# Pheasant Hunter?



## kvar

Has anyone trained their golden to be a pheasant hunter? What steps need to be taken or what do you recommend?


----------



## Swampcollie

kvar said:


> Has anyone trained their golden to be a pheasant hunter? What steps need to be taken or what do you recommend?


Golden Retrievers can be phenominal Pheasant dogs. 










Obedience, particularly recall, is critical for any upland dog. You need to have the means to keep the dog within range or you're not going to get many birds. Teaching the dog to recall on the whistle is very important for a pheasant dog due to the ambient noise level around the dogs head as it plows through cover. 
The next most important task is proper introduction to the gun. The dog must be taught that the sound of the shot means there is something to retrieve, i.e. "Fun".

Pick up a pigeon or two and see how the pup reacts to them.


----------



## DNL2448

My Golden kids have always been great with both upland and waterfowl. Good luck!


----------



## Mssjnnfer

Should upland and waterfowl dogs both get their dewclaws removed? Our vet advised us to keep his, because we're not using him for hunting. I was just wondering if they played any purpose... and why the hunting dogs should get them removed?


----------



## Nicole74

Mssjnnfer said:


> Should upland and waterfowl dogs both get their dewclaws removed? Our vet advised us to keep his, because we're not using him for hunting. I was just wondering if they played any purpose... and why the hunting dogs should get them removed?


 
I've read in several books that the dews need to be removed if they are to be used for hunting. Their dewclaws can get caught on the brush, weeds, which can rip them out and it's very painful for the pup. Bailey already had her dewclaws removed when she was first born.

= = =

__GOAL OF THE EXERCISE__: Carry on the forum thread about training a golden retriever to hunt pheasant, picking up right after its last post. The entries have no connection to the pheasant-hunting thread.

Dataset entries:
= = =

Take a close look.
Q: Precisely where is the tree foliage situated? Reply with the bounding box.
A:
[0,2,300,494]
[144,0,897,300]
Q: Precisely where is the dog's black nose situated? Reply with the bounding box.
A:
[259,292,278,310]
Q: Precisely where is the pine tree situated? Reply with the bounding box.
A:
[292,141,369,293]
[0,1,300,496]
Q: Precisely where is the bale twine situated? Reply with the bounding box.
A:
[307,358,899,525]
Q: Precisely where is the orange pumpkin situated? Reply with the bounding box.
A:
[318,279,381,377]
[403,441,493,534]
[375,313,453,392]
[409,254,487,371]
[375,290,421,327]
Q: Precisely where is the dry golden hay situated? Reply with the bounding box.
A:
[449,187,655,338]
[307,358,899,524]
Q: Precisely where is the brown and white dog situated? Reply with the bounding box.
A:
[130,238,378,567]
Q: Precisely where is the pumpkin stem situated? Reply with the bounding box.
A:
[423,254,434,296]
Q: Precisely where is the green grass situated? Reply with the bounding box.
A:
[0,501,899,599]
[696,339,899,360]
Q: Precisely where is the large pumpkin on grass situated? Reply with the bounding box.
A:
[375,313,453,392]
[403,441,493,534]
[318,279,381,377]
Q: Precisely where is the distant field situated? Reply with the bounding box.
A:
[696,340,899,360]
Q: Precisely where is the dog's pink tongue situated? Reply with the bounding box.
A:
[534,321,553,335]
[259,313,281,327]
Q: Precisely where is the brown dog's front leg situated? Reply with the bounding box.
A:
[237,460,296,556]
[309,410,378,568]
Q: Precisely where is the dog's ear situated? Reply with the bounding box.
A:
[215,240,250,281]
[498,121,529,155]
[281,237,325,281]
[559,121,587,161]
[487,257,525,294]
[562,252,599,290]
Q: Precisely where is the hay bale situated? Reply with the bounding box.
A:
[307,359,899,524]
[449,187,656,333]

= = =

__ANSWER TO THE EXERCISE__:
----------



## AmbikaGR

Mssjnnfer said:


> Should upland and waterfowl dogs both get their dewclaws removed? Our vet advised us to keep his, because we're not using him for hunting. I was just wondering if they played any purpose... and why the hunting dogs should get them removed?


 
This subject can be as volatile as "raw vs. kibble" :uhoh:

I really think it is strictly a matter of preference. I di not remove them. I believe they serve a purpose, providing additional traction when changing direction at full speed. And over the years any "nail" issues I may have had, none involved the dewclaws.


----------



## K9-Design

AmbikaGR said:


> This subject can be as volatile as "raw vs. kibble" :uhoh:
> 
> I really think it is strictly a matter of preference. I di not remove them. I believe they serve a purpose, providing additional traction when changing direction at full speed. And over the years any "nail" issues I may have had, none involved the dewclaws.


On the flip side my first golden CONSTANTLY sprained his dewclaws while retrieving to the point that to keep him from coming up lame I would wrap his wrists in vet wrap prior to games of fetch. 
I am SO glad Fisher doesn't have them!
And wish that Slater didn't!
Oh well.


----------



## Swampcollie

Mssjnnfer said:


> Should upland and waterfowl dogs both get their dewclaws removed? Our vet advised us to keep his, because we're not using him for hunting. I was just wondering if they played any purpose... and why the hunting dogs should get them removed?


 
Most golden puppies destined for heavy field work will have had the dewclaws removed. If dewclaws are going to be removed, it is normally done on the second or third day of life, not months or years later. 

Having problems in the past with dewclaws on a dog (and the necessary surgery to repair damaged muscle and tendons), I will never own another field dog with dewclaws, nor allow litters to keep them.


----------



## Mssjnnfer

How are they removed when they're only a couple of days old?


----------



## Swampcollie

Mssjnnfer said:


> How are they removed when they're only a couple of days old?


That depends upon who is removing them. My Vet clips them off and cauterizes the stumps so they don't grow back.


----------



## Mssjnnfer

Swampcollie said:


> That depends upon who is removing them. My Vet clips them off and cauterizes the stumps so they don't grow back.


Ohh, okay. I feel stupid, because I didn't know. lol. :doh:

Max got them removed when she was spayed I guess. I didn't get Mojo's off because of what the vet said. I hope he never rips one. :no:


----------



## Nicole74

kvar said:


> Has anyone trained their golden to be a pheasant hunter? What steps need to be taken or what do you recommend?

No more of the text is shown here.